Raw records:
• • •
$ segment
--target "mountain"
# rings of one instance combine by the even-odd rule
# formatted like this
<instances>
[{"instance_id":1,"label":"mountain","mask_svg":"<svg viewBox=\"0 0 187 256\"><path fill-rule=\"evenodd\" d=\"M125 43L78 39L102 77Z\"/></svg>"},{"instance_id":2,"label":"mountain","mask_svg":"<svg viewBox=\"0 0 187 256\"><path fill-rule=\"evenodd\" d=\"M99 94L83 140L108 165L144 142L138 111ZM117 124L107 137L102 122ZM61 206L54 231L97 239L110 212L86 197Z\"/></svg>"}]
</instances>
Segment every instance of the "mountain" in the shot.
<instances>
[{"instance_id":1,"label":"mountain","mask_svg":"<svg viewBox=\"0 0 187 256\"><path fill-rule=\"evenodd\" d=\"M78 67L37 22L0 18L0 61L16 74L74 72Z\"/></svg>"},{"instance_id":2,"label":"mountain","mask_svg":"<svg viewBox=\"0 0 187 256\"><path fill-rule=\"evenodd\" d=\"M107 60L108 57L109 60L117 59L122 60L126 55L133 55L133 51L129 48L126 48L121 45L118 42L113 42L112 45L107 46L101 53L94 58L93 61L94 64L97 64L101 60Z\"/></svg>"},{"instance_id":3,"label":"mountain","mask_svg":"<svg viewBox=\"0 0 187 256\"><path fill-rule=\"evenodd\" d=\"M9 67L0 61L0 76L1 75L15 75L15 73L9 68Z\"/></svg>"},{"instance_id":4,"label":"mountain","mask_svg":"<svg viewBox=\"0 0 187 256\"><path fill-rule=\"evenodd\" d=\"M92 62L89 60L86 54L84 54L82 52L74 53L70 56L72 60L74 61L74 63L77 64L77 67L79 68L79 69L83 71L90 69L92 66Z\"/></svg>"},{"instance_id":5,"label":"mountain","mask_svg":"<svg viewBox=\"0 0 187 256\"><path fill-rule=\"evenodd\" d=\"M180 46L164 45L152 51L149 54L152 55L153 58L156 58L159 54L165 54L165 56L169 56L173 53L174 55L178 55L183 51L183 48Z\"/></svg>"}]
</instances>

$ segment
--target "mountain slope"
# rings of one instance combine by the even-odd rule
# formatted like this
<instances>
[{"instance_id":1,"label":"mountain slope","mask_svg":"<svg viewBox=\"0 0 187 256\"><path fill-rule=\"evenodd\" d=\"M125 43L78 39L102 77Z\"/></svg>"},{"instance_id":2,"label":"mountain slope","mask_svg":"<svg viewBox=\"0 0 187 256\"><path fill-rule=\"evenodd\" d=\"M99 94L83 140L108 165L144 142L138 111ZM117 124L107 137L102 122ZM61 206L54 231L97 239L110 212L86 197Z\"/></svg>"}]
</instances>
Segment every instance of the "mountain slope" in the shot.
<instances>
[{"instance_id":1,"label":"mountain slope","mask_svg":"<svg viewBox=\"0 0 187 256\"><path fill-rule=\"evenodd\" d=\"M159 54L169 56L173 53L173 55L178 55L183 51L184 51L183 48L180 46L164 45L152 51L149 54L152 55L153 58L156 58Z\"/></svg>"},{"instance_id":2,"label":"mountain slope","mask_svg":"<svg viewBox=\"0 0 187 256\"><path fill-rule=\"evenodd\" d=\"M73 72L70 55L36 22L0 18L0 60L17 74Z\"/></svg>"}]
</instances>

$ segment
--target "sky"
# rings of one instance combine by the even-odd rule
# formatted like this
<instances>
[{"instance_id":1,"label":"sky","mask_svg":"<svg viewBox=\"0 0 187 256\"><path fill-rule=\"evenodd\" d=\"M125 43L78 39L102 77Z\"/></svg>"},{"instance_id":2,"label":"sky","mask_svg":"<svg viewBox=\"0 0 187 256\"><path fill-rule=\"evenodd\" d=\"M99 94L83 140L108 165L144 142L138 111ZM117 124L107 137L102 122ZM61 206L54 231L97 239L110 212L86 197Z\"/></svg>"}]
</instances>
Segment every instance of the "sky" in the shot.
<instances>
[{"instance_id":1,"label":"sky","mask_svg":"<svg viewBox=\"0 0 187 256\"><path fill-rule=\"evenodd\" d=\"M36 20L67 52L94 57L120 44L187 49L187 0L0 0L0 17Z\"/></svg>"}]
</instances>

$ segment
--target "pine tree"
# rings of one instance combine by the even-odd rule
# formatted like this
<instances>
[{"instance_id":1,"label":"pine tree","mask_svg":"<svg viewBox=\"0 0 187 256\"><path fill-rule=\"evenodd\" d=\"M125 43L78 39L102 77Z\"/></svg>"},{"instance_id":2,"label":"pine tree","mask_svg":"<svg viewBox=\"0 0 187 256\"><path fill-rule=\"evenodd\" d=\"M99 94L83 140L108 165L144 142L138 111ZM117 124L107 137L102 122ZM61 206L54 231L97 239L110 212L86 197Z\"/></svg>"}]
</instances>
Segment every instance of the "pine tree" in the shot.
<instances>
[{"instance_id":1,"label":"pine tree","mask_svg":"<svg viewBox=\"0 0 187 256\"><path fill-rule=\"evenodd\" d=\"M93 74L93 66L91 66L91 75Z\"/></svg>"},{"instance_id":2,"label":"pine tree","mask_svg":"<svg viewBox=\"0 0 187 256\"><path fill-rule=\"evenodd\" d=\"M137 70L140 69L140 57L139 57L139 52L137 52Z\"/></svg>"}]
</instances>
• • •
*Written request*
Count the lines of the entries above that contain the string "slope", and reply with only that number.

*Written solution*
4